**Extracted text**
A drug first developed at Vanderbilt University Medical Center to fight cancer may also help reconnect neurons following spinal cord injuries.

In addition to its promise for the treatment of spinal cord injuries, the bacterial toxin CM-101 could also prove useful in helping wounds heal faster and treating rheumatoid arthritis, its discoverer says.

CM-101 was first studied as an anti-cancer drug used to inhibit the flow of blood to tumors by destroying newly formed blood vessels. Clinical trials for this use are ongoing.

"By stopping the flow of blood to tumors, CM-101 effectively stops tumor growth," said Dr. Carl G. Hellerqvist, associate professor of Biochemistry and Medicine and discoverer of CM-101. "It is this same process that we hope will work in rheumatoid arthritis and spinal cord injuries."

CM-101 was originally discovered by Hellerqvist while studying the deadly lung disease group-B streptococcus in infants. Also involved in its discovery was Dr. Mildred T. Stahlman and Dr. Hakan W. Sundell, professors of Pediatrics, and Dr. Jorge Rojas, associate clinical professor of Pediatrics.

**Record set**

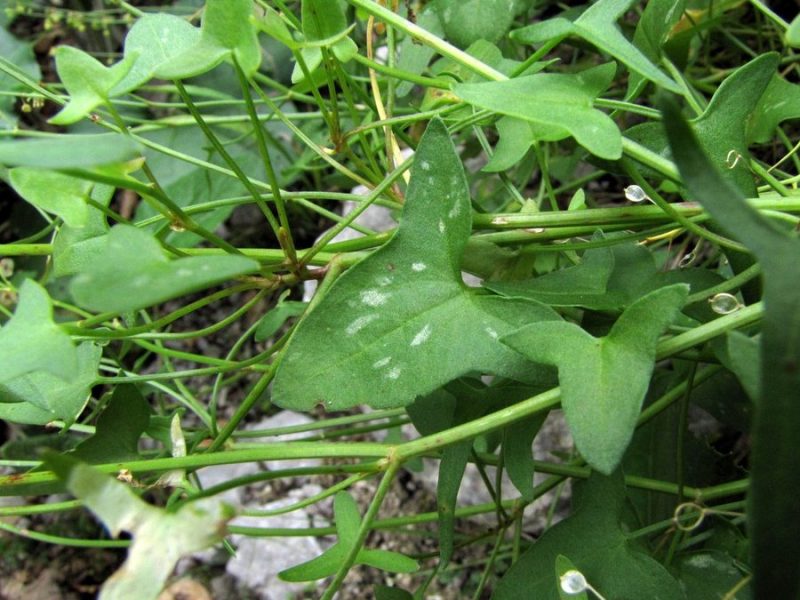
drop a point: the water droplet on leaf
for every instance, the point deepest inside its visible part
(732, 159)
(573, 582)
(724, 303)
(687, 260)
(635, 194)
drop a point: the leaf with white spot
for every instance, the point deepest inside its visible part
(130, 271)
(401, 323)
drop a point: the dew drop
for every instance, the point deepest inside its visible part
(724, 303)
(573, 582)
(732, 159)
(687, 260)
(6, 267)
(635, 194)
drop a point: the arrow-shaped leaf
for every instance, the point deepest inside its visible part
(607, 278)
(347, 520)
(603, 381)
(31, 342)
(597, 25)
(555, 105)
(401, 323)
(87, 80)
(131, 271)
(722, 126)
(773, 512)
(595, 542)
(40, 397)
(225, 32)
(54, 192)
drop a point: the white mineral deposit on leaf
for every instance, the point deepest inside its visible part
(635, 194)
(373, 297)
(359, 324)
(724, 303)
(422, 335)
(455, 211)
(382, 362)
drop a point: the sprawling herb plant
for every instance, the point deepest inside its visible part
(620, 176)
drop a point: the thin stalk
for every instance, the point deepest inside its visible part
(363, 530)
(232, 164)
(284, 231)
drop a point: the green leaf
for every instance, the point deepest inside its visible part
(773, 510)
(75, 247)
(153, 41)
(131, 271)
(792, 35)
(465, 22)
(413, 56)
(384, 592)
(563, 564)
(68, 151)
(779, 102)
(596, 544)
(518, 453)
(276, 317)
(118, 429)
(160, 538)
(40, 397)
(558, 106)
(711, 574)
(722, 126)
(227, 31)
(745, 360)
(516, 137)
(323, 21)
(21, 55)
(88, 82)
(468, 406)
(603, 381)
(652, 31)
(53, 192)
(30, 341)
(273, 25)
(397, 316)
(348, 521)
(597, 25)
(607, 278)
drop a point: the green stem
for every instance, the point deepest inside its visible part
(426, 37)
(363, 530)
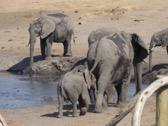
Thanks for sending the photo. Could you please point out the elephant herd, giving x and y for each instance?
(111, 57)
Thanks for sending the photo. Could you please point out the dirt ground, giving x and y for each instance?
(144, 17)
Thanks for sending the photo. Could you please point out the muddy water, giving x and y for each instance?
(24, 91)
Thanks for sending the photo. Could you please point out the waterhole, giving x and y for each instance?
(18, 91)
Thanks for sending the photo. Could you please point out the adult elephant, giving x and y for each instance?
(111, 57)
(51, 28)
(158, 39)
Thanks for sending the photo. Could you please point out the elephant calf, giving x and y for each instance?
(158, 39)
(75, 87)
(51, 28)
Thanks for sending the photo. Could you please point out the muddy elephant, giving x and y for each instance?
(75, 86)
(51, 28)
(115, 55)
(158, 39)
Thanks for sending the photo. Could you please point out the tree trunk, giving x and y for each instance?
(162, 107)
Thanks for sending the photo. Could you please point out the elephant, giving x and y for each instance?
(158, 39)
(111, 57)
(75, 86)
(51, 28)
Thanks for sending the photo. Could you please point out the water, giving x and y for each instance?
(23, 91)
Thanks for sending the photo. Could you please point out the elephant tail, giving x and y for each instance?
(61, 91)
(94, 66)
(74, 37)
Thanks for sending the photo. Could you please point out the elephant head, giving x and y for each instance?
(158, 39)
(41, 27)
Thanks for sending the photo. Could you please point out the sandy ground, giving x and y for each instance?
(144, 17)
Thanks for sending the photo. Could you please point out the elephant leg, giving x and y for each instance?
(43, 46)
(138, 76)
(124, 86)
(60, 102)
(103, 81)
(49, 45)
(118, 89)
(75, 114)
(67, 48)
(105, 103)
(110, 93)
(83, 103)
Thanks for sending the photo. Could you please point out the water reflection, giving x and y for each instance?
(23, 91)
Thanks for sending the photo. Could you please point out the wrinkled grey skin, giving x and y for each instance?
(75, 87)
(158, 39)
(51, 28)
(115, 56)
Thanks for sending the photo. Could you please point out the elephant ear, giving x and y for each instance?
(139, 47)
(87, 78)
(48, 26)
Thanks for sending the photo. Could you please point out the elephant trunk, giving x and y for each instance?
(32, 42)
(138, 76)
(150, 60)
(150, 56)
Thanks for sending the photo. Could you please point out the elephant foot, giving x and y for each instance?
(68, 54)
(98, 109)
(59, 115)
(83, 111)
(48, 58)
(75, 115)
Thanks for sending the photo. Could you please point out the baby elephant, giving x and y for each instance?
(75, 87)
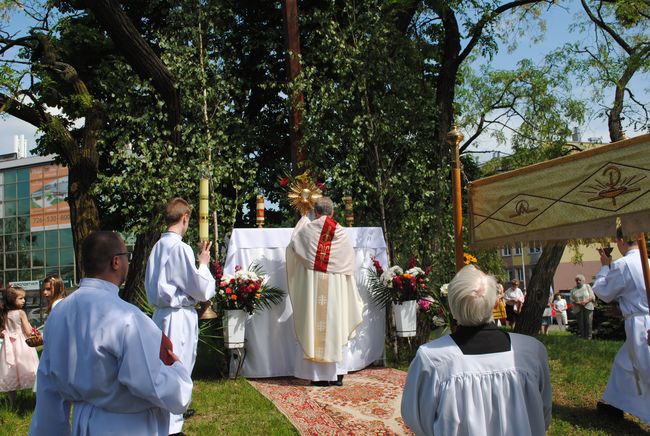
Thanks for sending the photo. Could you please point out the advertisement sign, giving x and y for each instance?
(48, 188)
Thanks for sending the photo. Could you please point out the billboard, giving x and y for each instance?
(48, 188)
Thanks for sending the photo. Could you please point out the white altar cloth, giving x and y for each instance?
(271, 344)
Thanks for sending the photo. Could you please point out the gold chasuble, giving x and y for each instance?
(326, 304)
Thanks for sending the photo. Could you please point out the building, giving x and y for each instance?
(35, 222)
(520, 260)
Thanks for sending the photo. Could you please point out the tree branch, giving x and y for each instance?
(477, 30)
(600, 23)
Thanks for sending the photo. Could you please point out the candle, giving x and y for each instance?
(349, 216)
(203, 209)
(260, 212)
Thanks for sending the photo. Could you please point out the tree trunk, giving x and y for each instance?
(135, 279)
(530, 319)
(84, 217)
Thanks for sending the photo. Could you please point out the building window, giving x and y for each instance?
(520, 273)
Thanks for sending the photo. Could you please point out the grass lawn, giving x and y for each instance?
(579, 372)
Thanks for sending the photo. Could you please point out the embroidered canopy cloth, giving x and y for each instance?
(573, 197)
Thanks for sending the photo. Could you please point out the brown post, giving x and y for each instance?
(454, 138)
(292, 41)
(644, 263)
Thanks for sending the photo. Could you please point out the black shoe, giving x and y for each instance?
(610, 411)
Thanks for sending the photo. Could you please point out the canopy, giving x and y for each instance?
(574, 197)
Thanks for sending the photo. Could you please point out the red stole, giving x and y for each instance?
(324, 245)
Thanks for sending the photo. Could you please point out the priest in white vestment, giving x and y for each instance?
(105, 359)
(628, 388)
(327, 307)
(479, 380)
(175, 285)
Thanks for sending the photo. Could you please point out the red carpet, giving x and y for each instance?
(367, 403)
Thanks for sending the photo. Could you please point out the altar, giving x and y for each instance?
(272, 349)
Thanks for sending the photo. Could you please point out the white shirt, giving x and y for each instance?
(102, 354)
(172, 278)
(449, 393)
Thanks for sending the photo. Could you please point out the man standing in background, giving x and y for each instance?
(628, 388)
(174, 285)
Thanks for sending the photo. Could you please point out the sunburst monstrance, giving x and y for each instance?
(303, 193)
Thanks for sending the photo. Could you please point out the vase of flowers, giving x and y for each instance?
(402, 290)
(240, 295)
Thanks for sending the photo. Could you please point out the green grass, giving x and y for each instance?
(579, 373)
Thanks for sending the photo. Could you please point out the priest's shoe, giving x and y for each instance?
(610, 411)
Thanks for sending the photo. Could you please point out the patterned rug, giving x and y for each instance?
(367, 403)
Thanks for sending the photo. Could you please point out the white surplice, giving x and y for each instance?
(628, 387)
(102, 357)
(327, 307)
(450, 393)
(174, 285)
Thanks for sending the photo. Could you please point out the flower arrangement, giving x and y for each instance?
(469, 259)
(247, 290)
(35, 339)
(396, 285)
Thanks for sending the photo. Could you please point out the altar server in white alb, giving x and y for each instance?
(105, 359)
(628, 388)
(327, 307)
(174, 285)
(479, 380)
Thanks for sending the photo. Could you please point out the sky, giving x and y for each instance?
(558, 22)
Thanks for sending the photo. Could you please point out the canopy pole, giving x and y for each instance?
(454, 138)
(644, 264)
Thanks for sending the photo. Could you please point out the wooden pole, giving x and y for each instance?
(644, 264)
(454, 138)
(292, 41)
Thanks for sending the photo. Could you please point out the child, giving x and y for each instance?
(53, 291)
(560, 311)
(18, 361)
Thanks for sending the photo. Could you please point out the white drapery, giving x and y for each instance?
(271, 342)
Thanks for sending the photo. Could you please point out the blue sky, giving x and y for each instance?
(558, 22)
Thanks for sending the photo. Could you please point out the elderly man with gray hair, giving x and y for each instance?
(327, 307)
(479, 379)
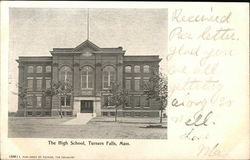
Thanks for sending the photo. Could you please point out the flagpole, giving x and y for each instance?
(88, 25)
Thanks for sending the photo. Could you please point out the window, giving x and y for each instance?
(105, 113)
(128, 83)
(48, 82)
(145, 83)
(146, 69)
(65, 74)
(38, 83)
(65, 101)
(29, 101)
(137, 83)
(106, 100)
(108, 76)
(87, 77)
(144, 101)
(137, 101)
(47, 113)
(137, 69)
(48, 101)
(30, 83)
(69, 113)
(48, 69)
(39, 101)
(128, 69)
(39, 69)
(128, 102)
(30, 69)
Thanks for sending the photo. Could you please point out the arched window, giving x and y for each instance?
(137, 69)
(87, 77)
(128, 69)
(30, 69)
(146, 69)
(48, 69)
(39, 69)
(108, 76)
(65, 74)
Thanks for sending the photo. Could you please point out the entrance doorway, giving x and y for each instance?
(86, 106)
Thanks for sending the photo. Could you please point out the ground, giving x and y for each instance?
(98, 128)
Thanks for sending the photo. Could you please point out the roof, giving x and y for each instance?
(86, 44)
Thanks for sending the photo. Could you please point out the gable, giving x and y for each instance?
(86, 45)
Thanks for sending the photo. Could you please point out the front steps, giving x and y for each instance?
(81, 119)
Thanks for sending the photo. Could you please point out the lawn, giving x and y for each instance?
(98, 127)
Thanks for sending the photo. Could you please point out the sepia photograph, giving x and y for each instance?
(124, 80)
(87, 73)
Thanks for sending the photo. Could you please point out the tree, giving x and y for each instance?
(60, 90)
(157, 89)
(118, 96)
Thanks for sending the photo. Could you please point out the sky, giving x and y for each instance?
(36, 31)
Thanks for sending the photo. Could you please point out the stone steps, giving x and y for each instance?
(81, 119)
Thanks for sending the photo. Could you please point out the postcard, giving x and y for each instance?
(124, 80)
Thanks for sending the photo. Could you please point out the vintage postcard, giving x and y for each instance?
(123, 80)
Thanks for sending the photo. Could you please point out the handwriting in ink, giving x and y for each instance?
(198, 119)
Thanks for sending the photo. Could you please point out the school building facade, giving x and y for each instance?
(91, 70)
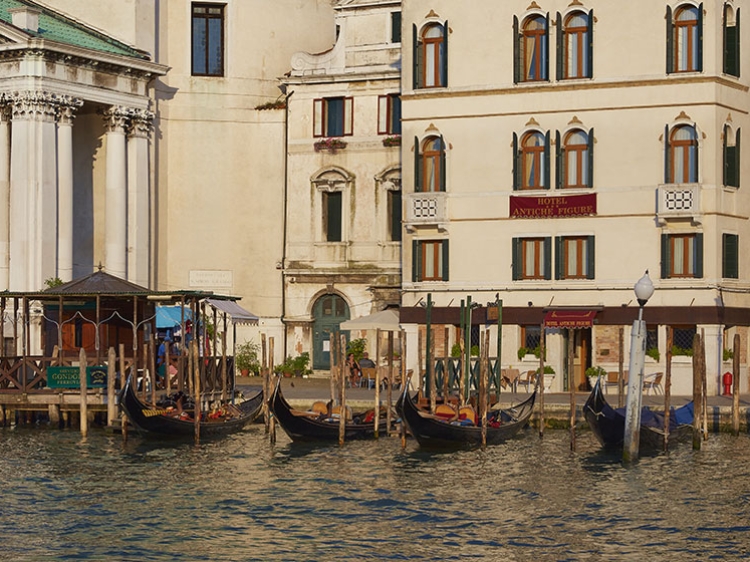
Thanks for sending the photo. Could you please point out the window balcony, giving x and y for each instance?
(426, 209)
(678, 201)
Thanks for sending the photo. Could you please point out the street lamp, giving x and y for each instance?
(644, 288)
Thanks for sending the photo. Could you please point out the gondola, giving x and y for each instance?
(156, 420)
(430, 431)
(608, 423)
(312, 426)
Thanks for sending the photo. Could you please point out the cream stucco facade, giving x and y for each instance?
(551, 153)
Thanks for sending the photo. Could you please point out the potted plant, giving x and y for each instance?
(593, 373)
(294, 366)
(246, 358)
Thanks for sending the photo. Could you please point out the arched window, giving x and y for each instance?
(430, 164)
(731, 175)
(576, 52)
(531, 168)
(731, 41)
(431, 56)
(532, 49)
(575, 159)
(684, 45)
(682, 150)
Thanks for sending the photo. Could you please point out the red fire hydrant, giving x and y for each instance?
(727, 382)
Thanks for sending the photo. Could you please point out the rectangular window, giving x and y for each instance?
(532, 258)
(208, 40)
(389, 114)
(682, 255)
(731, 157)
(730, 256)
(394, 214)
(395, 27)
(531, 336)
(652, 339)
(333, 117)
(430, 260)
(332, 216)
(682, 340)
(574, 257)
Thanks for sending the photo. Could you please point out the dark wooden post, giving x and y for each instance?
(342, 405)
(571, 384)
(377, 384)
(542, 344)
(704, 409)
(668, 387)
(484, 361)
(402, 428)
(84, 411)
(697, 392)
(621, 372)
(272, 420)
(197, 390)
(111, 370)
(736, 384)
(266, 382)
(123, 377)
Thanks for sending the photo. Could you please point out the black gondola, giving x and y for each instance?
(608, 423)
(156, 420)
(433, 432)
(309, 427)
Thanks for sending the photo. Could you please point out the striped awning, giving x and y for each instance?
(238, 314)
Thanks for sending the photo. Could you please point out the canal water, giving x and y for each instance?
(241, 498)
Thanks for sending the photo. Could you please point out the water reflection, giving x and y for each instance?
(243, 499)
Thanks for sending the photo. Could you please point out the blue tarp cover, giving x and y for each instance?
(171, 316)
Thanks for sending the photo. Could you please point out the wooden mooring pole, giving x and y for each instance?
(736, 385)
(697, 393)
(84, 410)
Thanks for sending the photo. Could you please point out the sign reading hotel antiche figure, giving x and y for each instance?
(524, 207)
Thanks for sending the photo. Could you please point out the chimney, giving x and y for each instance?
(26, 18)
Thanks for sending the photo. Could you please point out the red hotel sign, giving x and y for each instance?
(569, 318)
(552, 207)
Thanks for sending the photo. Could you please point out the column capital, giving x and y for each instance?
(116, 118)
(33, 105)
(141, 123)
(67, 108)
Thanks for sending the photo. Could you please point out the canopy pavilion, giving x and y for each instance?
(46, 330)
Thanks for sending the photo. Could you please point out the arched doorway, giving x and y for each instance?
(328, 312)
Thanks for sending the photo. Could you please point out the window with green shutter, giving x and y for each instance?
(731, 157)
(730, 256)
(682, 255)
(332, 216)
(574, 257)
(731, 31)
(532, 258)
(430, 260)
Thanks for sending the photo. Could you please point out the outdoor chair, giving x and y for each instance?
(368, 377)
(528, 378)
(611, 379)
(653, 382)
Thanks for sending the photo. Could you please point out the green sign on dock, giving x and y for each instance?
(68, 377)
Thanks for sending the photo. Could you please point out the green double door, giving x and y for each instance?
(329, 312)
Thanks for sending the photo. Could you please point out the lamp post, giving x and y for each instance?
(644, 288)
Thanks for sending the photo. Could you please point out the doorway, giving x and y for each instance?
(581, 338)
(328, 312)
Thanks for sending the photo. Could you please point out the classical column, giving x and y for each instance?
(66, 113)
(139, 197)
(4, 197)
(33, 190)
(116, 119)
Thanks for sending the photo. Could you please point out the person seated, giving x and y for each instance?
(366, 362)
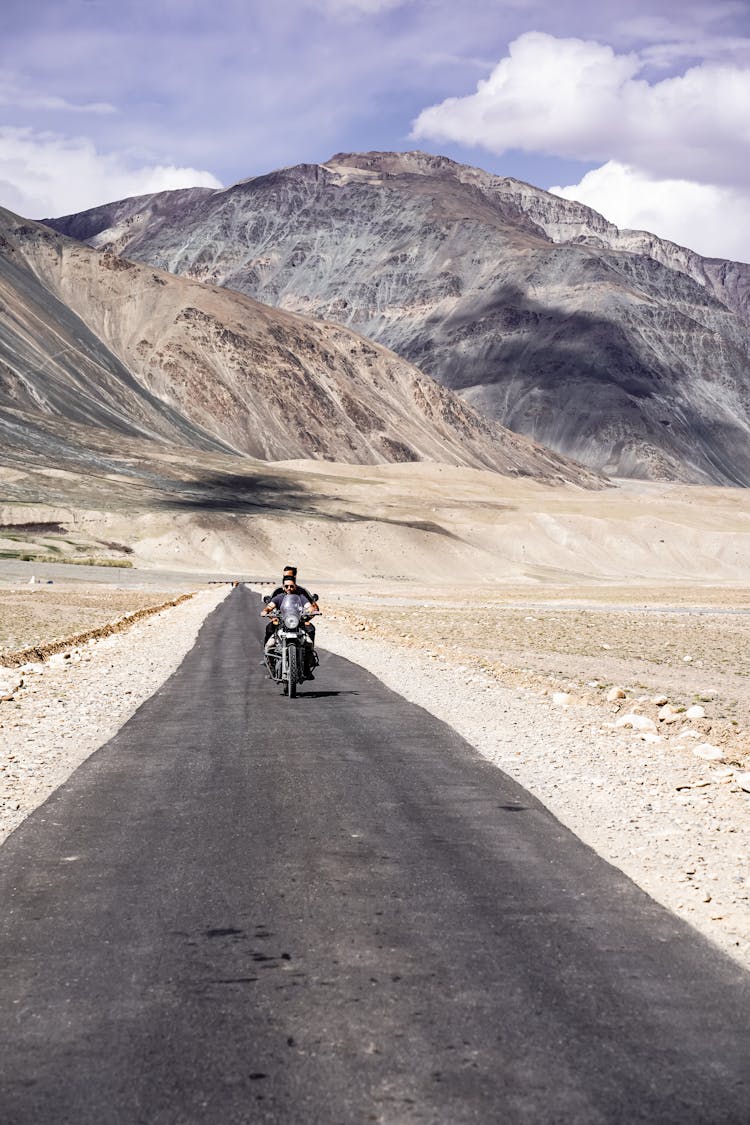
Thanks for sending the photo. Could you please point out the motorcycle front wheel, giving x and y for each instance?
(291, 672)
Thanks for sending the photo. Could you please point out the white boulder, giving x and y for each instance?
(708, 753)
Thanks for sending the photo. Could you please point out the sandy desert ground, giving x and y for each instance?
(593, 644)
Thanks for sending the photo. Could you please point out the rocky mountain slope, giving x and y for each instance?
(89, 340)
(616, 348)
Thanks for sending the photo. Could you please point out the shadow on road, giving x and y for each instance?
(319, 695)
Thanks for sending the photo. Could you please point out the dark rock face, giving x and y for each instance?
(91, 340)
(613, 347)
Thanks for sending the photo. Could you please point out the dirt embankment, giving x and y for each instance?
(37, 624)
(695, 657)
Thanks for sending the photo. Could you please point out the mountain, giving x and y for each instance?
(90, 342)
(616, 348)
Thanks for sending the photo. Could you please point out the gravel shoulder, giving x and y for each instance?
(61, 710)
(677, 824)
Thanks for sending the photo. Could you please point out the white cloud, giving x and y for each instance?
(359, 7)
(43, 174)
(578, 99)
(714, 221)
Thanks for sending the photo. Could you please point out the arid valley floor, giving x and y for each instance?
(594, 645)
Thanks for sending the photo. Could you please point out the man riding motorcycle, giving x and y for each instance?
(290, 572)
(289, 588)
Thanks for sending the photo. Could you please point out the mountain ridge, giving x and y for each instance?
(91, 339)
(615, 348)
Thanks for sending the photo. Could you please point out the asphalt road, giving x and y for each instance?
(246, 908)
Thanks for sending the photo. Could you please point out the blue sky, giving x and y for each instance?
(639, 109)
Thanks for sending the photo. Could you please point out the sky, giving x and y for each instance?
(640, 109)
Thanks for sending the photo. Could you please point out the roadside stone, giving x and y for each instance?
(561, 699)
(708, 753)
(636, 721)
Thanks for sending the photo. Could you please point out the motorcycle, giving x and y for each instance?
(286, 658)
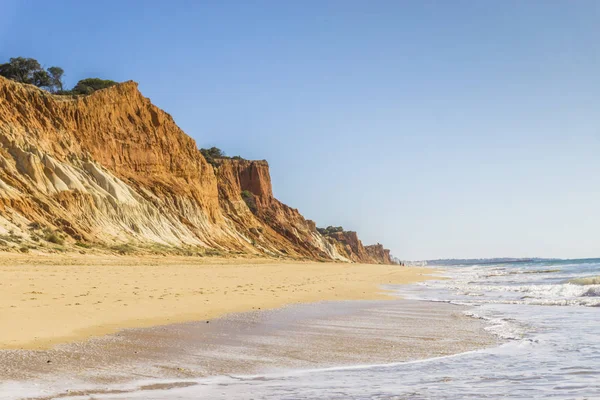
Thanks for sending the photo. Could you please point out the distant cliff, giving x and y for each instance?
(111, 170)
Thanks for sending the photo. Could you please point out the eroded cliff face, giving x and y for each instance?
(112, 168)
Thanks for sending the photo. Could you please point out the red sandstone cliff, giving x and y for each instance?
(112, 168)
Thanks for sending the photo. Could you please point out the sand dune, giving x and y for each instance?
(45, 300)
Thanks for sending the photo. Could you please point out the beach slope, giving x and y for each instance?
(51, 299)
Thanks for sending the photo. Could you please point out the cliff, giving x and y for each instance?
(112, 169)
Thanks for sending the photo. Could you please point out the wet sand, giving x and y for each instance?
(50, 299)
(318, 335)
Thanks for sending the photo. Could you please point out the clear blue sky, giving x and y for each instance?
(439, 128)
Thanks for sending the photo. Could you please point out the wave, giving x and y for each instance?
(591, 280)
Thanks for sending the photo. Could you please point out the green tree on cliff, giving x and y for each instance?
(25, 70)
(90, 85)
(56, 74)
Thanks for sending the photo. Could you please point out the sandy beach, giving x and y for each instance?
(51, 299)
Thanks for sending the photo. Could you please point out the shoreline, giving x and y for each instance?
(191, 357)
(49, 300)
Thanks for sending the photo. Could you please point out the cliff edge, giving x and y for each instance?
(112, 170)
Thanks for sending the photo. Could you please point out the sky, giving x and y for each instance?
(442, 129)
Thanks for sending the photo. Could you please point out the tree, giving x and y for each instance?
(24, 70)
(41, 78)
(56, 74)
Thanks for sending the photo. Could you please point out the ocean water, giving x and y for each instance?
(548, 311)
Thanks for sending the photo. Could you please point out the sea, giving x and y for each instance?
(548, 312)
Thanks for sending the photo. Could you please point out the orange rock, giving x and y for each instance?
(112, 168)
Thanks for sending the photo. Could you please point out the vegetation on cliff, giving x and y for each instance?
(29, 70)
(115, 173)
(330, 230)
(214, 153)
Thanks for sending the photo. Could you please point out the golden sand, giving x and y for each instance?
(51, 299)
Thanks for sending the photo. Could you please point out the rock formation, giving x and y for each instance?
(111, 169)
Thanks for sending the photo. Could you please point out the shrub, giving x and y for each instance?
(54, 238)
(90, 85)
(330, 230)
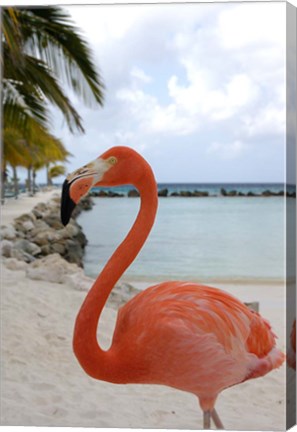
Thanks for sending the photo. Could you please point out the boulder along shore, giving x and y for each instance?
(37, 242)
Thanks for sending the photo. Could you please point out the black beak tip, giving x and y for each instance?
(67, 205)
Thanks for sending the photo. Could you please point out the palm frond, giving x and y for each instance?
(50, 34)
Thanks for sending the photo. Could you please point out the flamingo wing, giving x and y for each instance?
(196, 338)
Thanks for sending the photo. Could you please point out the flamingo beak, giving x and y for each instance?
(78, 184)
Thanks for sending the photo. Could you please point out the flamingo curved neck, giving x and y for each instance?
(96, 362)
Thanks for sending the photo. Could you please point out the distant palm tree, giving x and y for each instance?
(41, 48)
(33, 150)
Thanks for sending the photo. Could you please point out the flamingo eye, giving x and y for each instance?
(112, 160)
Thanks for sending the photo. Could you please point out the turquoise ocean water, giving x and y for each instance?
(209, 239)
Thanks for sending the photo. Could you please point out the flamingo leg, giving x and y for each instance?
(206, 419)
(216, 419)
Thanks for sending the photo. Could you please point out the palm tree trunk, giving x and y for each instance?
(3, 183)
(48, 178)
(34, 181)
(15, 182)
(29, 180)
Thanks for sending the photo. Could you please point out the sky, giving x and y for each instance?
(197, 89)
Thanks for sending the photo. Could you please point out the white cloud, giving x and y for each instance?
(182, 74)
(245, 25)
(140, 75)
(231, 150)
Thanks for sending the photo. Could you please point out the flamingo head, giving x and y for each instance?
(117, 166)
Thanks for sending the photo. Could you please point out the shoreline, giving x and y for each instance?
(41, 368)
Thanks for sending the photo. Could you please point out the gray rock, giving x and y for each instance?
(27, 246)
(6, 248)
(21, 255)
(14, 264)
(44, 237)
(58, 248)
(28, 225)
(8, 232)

**Exercise details**
According to the text about CM-101, what was the drug first studied for? The material has no connection to the text about CM-101.

**Solution for this problem**
It was first studied as an anti-cancer drug that cuts off blood flow to tumors by destroying newly formed blood vessels.